* [Problem]:
Working from the records below, repeat exactly the lines starting at the line that contains "Reviewer note: every instance of the sepia" and ending at the line that contains "Reviewer note: every instance of the grass", inclusive.
===== Given records =====
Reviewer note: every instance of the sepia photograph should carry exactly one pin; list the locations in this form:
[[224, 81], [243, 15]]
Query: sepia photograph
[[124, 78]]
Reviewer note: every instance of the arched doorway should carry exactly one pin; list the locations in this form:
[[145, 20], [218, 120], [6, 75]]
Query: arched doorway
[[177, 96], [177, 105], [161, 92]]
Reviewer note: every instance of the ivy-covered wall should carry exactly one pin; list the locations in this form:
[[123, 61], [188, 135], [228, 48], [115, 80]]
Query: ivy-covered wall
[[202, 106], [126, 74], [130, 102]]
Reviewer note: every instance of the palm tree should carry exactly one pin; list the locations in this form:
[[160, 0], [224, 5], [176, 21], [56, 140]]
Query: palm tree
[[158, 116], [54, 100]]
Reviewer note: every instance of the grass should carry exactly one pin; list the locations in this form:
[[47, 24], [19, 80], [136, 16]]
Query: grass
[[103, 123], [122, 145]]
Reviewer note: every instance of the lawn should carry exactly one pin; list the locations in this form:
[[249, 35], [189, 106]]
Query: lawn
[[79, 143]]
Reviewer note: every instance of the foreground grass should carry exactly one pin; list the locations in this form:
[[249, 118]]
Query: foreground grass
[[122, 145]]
=====
===== Given records =====
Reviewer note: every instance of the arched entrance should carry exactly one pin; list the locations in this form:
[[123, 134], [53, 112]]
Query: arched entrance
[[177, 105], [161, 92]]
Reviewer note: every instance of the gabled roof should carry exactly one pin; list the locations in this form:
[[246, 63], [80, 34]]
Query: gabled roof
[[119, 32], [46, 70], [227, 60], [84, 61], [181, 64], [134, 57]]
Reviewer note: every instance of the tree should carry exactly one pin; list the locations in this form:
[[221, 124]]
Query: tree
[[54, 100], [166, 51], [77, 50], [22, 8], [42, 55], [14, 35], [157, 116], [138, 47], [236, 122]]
=====
* [Solution to the problem]:
Reviewer note: every instance of the sepia photograph should carry exactly one pin; list the locations in this form:
[[224, 81], [243, 15]]
Query: sepia photograph
[[124, 78]]
Reviewer note: every instance of the arched doorway should carry exactly one pin; list the locations in this form:
[[145, 20], [218, 120], [6, 75]]
Query: arched doorway
[[177, 96], [177, 105], [161, 92]]
Reviewer note: every instance of the ivy-covered wall should carry exactly one pin; list the locations in this form:
[[123, 61], [188, 135], [228, 48], [115, 80]]
Query: ivy-covered wall
[[202, 106], [126, 74], [130, 102]]
Reviewer note: every instance of the palm tree should carry exactly one pin; list the locations in this form:
[[160, 0], [224, 5], [176, 21], [56, 140]]
Query: palm tree
[[158, 116], [54, 100]]
Reviewer note: every instance of the grass should carry exactly one pin; list the locations in this form:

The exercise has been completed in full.